WHAT YOU WILL DO — Print the complete set of entries exactly.
○ ○ ○
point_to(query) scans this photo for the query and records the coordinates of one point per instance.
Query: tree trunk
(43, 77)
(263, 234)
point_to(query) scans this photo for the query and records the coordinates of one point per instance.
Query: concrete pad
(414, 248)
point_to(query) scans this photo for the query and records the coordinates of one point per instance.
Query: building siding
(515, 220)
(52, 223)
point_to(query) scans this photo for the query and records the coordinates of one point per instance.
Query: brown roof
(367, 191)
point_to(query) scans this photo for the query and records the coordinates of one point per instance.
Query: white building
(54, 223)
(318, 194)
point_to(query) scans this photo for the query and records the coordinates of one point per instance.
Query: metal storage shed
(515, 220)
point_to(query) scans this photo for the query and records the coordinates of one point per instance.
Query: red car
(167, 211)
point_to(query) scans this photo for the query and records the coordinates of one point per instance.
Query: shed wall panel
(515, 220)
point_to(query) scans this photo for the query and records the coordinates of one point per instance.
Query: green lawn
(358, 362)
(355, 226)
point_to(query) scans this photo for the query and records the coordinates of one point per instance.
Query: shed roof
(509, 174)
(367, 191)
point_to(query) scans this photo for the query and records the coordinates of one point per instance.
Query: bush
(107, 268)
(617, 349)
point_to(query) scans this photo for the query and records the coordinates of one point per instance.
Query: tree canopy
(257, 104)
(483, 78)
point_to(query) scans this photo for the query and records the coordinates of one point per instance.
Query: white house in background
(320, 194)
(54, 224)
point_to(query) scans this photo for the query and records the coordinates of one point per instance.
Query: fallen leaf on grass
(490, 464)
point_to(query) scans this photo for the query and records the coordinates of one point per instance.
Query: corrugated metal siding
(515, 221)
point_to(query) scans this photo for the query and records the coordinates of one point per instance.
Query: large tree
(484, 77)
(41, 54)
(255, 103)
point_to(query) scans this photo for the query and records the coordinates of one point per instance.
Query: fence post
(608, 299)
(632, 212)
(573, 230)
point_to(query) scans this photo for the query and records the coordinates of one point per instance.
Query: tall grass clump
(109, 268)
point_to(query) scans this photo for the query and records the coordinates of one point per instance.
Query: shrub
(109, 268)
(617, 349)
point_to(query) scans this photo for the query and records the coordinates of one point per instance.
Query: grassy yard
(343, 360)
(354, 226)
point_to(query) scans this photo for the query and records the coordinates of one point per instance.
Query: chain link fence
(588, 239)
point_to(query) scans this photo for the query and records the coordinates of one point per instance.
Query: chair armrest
○ ○ ○
OUTPUT FOR THIS EXERCISE —
point_to(query) scans this photo for the query and records the coordinates of one point per instance.
Query: tree trunk
(43, 77)
(263, 234)
point_to(query) scans this photo for the query and records the coordinates of one point per instance.
Query: concrete pad
(414, 248)
point_to(query) scans this photo for the query and records the coordinates of one point per instance.
Query: building siding
(515, 220)
(52, 223)
point_to(query) scans this photo for the query and records the coordinates of one point per instance.
Query: brown roof
(367, 191)
point_to(query) scans this photo for the query and records the coordinates of one point per instance.
Query: white building
(54, 223)
(318, 194)
point_to(query) scans this photo for the query and records the coordinates of one point per instance.
Query: metal storage shed
(515, 220)
point_to(query) scans this photo for the query and records the coordinates of one point per instance.
Query: red car
(167, 211)
point_to(query) scans this photo for the query and records the coordinates of one point per instance.
Query: shed wall panel
(515, 220)
point_to(query) scans this photo for the query and records the coordinates of one point per instance.
Query: green lawn
(358, 362)
(355, 226)
point_to(query) scans this photo for the query and records the coordinates of one point per instance.
Query: shed roof
(509, 174)
(367, 191)
point_to(query) scans this photo for the query and records the coordinates of one point per instance.
Query: bush
(107, 268)
(617, 349)
point_to(query) scans this photo for the query and records the coordinates of one point per instance.
Query: tree canopy
(257, 104)
(483, 78)
point_to(query) scans this photo for the query and records the coordinates of one point per instance.
Query: white house in background
(320, 194)
(54, 224)
point_to(query) scans this photo for the query and records the coordinates of one point per instance.
Query: fallen leaf on grass
(490, 464)
point_to(query) scans this photo for the query and records the coordinates of one point per instance.
Query: corrugated metal siding
(515, 221)
point_to(query) scans this photo for the query and records the coordinates of one point per instance.
Query: large tree
(484, 77)
(41, 54)
(255, 103)
point_to(query) scans this photo for the query and records the coordinates of one point per instance.
Query: fence post
(608, 299)
(632, 212)
(573, 230)
point_to(query) scans this photo for the query and records the coordinates of one point per instance.
Query: tall grass clump
(109, 268)
point_to(query) scans this photo for the query and records the coordinates of one point per instance.
Query: shrub
(109, 268)
(617, 349)
point_to(query) scans this photo for the query and records the coordinates of one point per instance.
Query: grassy yard
(343, 360)
(354, 226)
point_to(query) scans this photo for the query and records the coordinates of one point per instance.
Query: chain link fence
(588, 239)
point_to(query) scans this photo for the query and records the coordinates of one point per instance.
Query: chair armrest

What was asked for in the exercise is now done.